Stored data
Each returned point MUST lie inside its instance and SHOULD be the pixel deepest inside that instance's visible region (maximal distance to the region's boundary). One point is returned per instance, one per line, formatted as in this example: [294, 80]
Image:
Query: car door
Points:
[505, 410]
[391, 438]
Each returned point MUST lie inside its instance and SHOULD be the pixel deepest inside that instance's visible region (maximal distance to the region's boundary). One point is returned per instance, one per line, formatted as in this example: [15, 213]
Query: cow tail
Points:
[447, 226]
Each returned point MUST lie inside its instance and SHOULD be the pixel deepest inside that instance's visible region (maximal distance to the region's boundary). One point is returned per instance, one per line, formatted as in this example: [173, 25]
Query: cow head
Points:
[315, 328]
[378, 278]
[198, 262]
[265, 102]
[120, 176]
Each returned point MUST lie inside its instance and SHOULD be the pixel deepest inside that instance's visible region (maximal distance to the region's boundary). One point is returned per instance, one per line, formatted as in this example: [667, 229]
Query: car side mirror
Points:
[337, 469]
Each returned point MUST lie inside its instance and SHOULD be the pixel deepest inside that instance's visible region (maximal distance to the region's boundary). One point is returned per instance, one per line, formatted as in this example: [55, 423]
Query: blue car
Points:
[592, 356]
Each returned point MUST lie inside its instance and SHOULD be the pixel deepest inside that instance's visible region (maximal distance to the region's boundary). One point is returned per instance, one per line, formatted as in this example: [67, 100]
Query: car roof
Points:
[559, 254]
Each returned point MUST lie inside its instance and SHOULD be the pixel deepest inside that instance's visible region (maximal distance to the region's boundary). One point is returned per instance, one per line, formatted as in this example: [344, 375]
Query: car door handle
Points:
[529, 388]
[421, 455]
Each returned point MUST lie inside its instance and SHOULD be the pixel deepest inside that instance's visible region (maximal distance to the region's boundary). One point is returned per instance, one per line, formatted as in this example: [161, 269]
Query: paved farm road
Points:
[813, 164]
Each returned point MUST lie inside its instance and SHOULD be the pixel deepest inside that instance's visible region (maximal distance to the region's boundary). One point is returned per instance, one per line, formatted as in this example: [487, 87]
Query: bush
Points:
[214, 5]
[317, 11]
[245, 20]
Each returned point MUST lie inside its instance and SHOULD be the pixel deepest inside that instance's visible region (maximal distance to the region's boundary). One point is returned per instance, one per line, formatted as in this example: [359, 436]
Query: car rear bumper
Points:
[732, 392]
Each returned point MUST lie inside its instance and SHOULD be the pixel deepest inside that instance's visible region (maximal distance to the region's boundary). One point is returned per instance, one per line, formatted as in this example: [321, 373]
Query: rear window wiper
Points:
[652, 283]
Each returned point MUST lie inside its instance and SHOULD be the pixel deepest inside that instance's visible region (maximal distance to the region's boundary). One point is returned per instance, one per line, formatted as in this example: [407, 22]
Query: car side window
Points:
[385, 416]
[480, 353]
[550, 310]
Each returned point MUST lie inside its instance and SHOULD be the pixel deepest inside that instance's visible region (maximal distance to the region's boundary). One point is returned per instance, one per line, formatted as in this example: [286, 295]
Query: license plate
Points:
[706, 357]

#### [Work instructions]
Reproduce every one of the entries above verbatim, line for line, without changing anything.

#### [Exercise solution]
Each returned point MUST lie inside its instance and SHOULD be the pixel deepest inside that instance's visible region (maximal distance to the region's boundary). One point is returned per instance, one per line, formatted as in this example: [294, 80]
Image:
Query: car door
Points:
[505, 410]
[391, 438]
Each returned point MUST lie inside its instance and SHOULD be the pixel deepest inside that instance's visible region (maximal distance to the region's boundary). One point is returned per instance, one per line, formatted as in this example: [15, 213]
Query: cow tail
Points:
[447, 226]
Each returned point MUST lie inside its instance and SHOULD be the pixel deepest inside that instance's visible region (maximal distance to the region's boundary). One point is returned per instance, one per line, formatted as in this example: [173, 25]
Query: cow head
Points:
[315, 328]
[378, 278]
[198, 262]
[265, 102]
[120, 176]
Each returned point MUST lie inside its instance and SHOULD be the pixel deepest inside that instance's visible region (maximal distance to the region's boundary). One point is returned per instance, one per line, formatted as in this example: [667, 229]
Query: car side mirror
Points:
[337, 469]
Each returned point MUST lie inside its instance and SHOULD be the pixel deepest inside that instance's visible region (maximal distance to the region's boundary). One point is returned per instance, one per line, formatted as in this example: [55, 423]
Query: blue car
Points:
[592, 356]
Each returned point MUST lie inside its instance and SHOULD be the pixel deepest inside that instance's visible region (maximal distance to the region's boundary). One point is returned per instance, one per line, formatted as in this example: [67, 100]
Query: car roof
Points:
[559, 254]
Each returned point MUST lie inside its instance and SHOULD be the pixel deepest inside that instance's visible region (maximal distance to the region's boundary). One point is returned per instance, one per line, formatted as in this example: [344, 375]
Query: car door handle
Points:
[529, 388]
[421, 455]
Each returned point MUST lie inside its instance and SHOULD be the pixel deepest inside that instance's visible region (maximal distance to the region's boundary). One point is returned per instance, one per line, formatted as in this example: [161, 269]
Query: paved farm road
Points:
[813, 164]
Each returned point MUST lie inside its instance and SHOULD be the pixel deepest inside that instance's visible region (maximal distance to the region's boundary). One point is returned per instance, one per line, formatted as in this example: [487, 87]
Query: bush
Points:
[214, 5]
[317, 11]
[245, 20]
Each returned point MUST lie inside its instance and SHOULD be the pixel deepest inside that instance's visible region (maximal distance to the region's boundary). One point is returned per instance, one per line, formatted as in this example: [359, 436]
Query: car rear bumper
Points:
[732, 392]
Each returned point MUST lie inside its instance and SHOULD be the pixel deepest inside that instance's visible region (maximal distance to the region's boundary). One point is returned per instance, one per line, formatted as in this example: [321, 373]
Query: rear window wiper
Points:
[652, 283]
Each returned point MUST lie inside its instance and SHOULD be the pixel deepest inside that instance's visible region (maximal distance to the region's boundary). One point is returned per instance, one per line, formatted as in this example: [407, 22]
Query: car side window
Points:
[385, 416]
[480, 353]
[550, 310]
Each returned point MUST lie inside its instance and SHOULD be the pixel deepest inside that instance's visible region (maximal distance to the region's boundary). One point is returned per instance, one per line, formatted as in this example: [286, 295]
Query: license plate
Points:
[706, 357]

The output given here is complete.